SET TASK
Report how many lines in the data below contain the string "blue", matching case exactly. Give only the number.

SUPPLIED DATA
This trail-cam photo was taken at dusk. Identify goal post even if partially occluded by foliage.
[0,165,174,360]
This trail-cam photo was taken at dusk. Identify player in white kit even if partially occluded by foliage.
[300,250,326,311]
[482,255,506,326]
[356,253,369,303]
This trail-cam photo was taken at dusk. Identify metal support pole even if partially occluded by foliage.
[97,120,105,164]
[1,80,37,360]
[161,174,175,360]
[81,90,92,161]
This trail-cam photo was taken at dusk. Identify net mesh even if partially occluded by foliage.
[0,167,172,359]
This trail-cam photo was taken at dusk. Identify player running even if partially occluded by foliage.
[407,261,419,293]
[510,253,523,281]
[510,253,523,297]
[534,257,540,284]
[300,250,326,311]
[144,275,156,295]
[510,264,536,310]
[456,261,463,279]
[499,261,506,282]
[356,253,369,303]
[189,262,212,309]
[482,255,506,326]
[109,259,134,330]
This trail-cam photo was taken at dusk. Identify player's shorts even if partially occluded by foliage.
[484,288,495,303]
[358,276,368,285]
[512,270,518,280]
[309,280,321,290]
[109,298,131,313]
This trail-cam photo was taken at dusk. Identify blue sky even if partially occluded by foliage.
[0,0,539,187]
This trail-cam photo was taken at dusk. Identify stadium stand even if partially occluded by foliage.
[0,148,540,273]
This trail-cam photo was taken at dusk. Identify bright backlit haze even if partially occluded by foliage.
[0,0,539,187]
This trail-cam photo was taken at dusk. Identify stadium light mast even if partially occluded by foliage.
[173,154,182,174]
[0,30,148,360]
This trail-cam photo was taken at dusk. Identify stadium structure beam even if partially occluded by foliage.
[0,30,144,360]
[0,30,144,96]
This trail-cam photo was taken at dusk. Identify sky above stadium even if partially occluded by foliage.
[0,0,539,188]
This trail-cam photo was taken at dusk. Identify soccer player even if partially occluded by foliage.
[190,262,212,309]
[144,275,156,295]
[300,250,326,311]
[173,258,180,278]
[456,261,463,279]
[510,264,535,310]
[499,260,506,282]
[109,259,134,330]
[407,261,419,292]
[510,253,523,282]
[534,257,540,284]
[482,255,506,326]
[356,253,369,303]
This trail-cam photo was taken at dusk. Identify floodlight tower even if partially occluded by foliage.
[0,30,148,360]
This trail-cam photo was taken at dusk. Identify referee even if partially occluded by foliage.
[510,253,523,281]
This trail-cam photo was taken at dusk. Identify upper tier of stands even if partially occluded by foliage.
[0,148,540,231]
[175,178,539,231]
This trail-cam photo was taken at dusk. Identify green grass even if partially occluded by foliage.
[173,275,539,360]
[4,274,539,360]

---

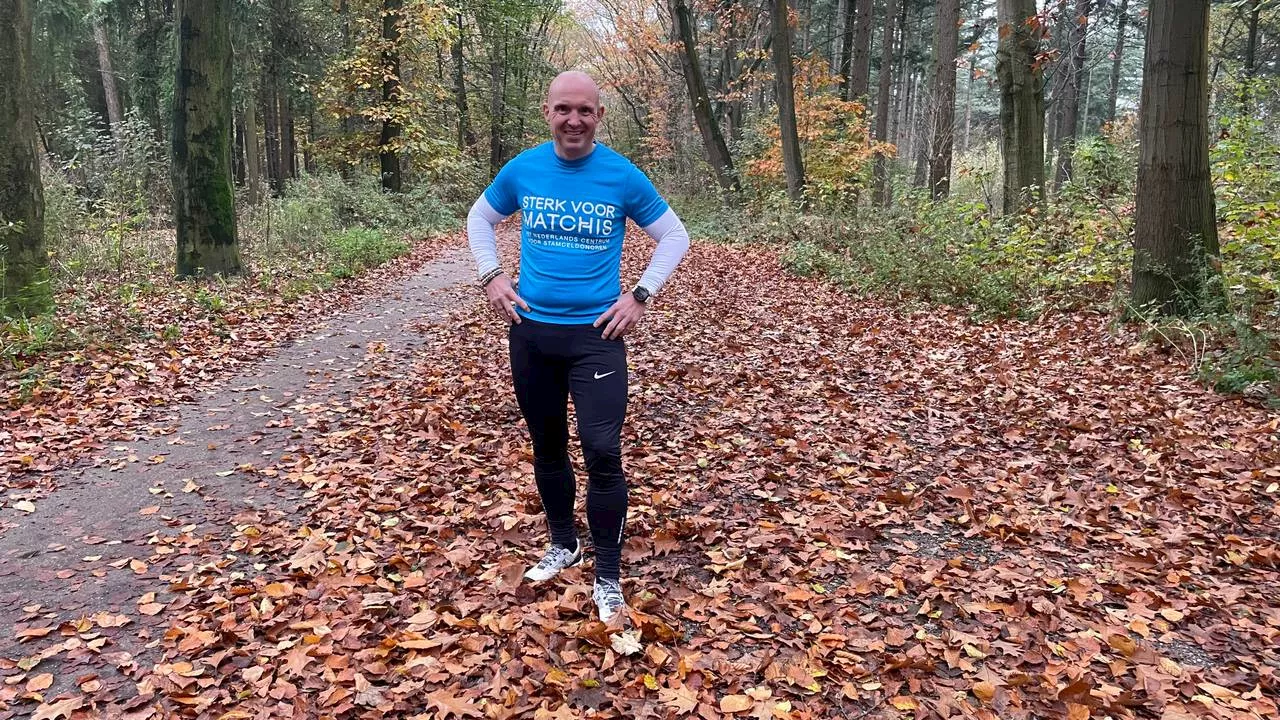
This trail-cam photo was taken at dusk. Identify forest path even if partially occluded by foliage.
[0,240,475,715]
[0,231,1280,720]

---

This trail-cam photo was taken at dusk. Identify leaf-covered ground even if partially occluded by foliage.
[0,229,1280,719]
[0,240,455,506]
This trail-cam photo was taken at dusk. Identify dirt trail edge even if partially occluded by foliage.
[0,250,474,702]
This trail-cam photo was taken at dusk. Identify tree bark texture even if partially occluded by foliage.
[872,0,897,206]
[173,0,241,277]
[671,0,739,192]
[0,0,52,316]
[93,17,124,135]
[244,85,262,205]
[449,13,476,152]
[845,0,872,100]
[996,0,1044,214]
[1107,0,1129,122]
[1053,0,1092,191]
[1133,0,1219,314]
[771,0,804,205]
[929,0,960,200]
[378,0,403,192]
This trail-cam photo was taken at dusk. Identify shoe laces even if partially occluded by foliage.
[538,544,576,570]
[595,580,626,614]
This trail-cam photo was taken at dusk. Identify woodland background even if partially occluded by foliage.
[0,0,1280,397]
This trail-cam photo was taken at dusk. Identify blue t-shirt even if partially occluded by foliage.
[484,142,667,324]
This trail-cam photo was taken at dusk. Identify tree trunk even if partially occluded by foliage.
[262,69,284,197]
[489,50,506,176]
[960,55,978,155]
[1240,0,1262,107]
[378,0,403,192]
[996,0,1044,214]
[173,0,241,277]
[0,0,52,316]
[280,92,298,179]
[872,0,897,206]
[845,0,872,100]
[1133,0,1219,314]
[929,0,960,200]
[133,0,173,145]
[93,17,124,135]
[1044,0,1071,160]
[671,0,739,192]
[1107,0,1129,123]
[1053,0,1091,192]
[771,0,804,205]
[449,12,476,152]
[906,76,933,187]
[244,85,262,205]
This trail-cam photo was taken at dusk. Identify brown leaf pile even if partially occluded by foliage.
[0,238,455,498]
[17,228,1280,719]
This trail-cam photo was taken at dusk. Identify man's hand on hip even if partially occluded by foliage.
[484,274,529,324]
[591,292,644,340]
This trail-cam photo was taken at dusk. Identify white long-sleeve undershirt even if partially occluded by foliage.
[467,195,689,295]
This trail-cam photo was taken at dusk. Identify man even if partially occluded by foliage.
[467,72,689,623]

WRITTEN SOLUTION
2